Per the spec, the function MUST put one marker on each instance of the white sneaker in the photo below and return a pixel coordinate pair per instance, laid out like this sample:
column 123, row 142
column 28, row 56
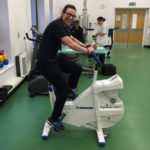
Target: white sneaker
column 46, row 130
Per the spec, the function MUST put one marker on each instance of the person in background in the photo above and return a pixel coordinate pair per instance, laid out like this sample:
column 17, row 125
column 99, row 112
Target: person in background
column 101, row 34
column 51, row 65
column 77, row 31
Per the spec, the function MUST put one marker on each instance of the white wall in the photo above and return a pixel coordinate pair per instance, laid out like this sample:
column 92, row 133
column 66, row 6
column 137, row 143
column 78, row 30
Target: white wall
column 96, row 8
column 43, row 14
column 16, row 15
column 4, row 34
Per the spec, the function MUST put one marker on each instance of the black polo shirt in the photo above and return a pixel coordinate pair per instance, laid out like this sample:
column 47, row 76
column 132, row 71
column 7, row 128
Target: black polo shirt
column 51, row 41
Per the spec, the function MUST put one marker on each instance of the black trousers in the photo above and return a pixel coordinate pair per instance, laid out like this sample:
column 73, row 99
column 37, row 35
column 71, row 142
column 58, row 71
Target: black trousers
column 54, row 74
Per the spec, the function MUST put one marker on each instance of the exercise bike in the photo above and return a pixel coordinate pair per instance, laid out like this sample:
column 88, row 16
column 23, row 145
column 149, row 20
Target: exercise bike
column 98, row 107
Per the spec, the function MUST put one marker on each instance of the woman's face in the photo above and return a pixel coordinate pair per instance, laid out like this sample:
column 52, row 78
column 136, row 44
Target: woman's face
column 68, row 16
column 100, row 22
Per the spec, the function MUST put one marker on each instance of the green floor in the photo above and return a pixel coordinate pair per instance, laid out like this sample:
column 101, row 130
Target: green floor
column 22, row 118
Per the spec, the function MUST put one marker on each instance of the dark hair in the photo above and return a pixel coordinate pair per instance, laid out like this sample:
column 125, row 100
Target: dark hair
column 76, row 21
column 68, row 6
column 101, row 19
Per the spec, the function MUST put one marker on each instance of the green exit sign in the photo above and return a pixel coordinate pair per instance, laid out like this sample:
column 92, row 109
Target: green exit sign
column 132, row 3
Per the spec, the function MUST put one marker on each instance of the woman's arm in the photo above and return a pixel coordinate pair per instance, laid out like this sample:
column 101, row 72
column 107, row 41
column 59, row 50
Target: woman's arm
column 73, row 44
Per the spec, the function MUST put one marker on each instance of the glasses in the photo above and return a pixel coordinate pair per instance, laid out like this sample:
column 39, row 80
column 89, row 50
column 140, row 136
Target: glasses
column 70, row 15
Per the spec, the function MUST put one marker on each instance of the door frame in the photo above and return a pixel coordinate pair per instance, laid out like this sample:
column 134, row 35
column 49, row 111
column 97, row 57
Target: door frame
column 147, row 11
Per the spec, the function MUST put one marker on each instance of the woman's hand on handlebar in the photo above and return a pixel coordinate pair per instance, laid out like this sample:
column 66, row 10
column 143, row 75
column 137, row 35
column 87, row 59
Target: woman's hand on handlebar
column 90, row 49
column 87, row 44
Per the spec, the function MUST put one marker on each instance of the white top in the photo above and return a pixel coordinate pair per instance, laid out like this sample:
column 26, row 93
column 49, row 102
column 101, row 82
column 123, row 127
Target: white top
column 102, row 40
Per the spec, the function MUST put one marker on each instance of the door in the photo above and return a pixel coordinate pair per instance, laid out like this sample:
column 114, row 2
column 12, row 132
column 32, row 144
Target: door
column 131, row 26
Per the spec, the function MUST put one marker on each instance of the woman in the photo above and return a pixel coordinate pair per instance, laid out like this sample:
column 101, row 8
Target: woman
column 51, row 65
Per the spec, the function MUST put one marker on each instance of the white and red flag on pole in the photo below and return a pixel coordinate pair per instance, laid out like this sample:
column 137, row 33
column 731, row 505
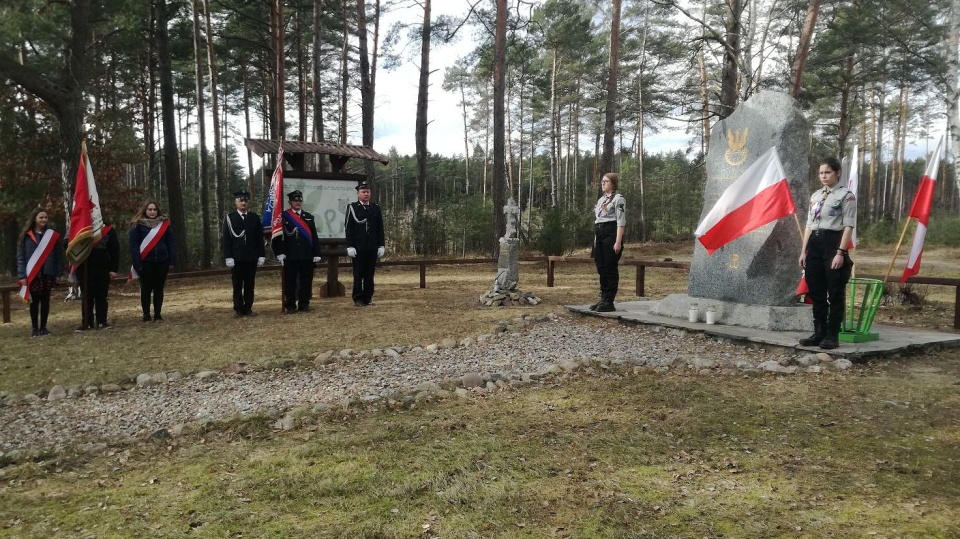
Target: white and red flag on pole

EXERCISE OBJECTIVE: Copy out the lines above word for word, leaving out the pictures.

FINAL RESULT:
Per the spec, the function MUST put one marker on each instance of the white sneaker in the photo below and return a pixel coordinate pair per instance, laid out like this sample:
column 123, row 142
column 28, row 56
Target: white sneaker
column 46, row 130
Per the spec, the function MUST put one marker on each instance of the person in background in the photo above and return a pixel coordinate pair per instance, laid out like this sample:
column 17, row 125
column 99, row 112
Target: person in background
column 101, row 34
column 51, row 65
column 77, row 31
Per the spec, the function MUST put one marker on each instance of the white wall in the photo above and return a pixel coordinate pair per instance, laid out like this sample:
column 92, row 133
column 66, row 6
column 137, row 143
column 78, row 30
Target: white wall
column 96, row 8
column 43, row 14
column 16, row 15
column 4, row 34
Per the spec, the function MUST put one marker on each instance of the black polo shirt in the photo above and return a pixel coordinate pair per instance, laid out like this sample:
column 47, row 76
column 132, row 71
column 7, row 128
Target: black polo shirt
column 51, row 41
Per the spec, the function MUST put one marker on each instance of the black trousers in the photo above and return a pixel coordinate pair per instance, laid out like this sample:
column 73, row 99
column 37, row 35
column 71, row 142
column 58, row 71
Target: black trousers
column 54, row 74
Per the spec, the function MUST put one marker on each instance of the exercise bike in the photo above and return a pixel coordinate pair per instance, laid out like this sample:
column 88, row 16
column 23, row 145
column 149, row 20
Target: exercise bike
column 98, row 107
Per the spec, the function MUST put one marker on each instance of the woman's face in the photo above and return a pixel coordinate pair per instance, laid out like this sample:
column 52, row 78
column 136, row 44
Target: woman's face
column 68, row 16
column 100, row 22
Per the spec, the function MUST put one marker on each instance of the green floor in the photo above and return a pixel coordinate pair per instance, laid out like this sample:
column 101, row 130
Target: green floor
column 22, row 118
Per the spec, the function MUST put one marker on each instance of the dark hair in the photo above and return a pixel coordinate pair per instance, laid out like this sample:
column 125, row 100
Target: dark hair
column 76, row 21
column 68, row 6
column 101, row 19
Per the spec, the function MUST put one marker on each instance of the green exit sign in the photo above and return a pixel coordinate pair per instance, laid out like this sample:
column 92, row 109
Target: green exit sign
column 132, row 3
Per the spec, the function MUST put one marker on each instance of the woman's arm in the photo above and return a pixel coordinate pair per instance, laid out like this sample:
column 101, row 72
column 107, row 41
column 59, row 50
Target: woman's arm
column 73, row 44
Per the spec, the function MUST put one marker on each instance of the glasses in the photo above and return a pixel coordinate pair per instance, laid out like this sample:
column 39, row 80
column 89, row 50
column 140, row 136
Target: glasses
column 70, row 15
Per the spec, the function MUST put one marker on each instance of the door frame in the photo above and return a pixel coordinate pair per instance, laid out like this sample:
column 134, row 35
column 49, row 111
column 97, row 57
Target: door frame
column 147, row 11
Per the spec, the function MUST put one marker on each instance of the woman's hand on handlebar in the photo above and return a pixel coordinate pair per instance, laid out like this sample:
column 66, row 10
column 143, row 75
column 137, row 35
column 87, row 59
Target: woman's hand on handlebar
column 90, row 49
column 87, row 44
Per the spec, the function MUST put one marker on each instance of the white top in the photo above and return a pixel coordinate pair per instance, laid out like this sample:
column 26, row 93
column 49, row 102
column 101, row 82
column 123, row 127
Target: white top
column 102, row 40
Per the spec, the function MUST put one marker on each instance of the door in the photo above and return a pixel coordinate pair per instance, laid out like this sample:
column 114, row 2
column 12, row 132
column 32, row 144
Target: door
column 131, row 26
Per the spec, the function MUST put one marker on each instance of the woman in the photo above and return a pixel coordinate pair per instance, laid out like this sample:
column 101, row 8
Target: woman
column 51, row 65
Per the spec, the function MUST put one marker on each instance of the white and red flag on pole in the photo below and return a pixel coordinate pair per instance, laid out like this sample:
column 137, row 33
column 731, row 505
Target: white and red flag on pole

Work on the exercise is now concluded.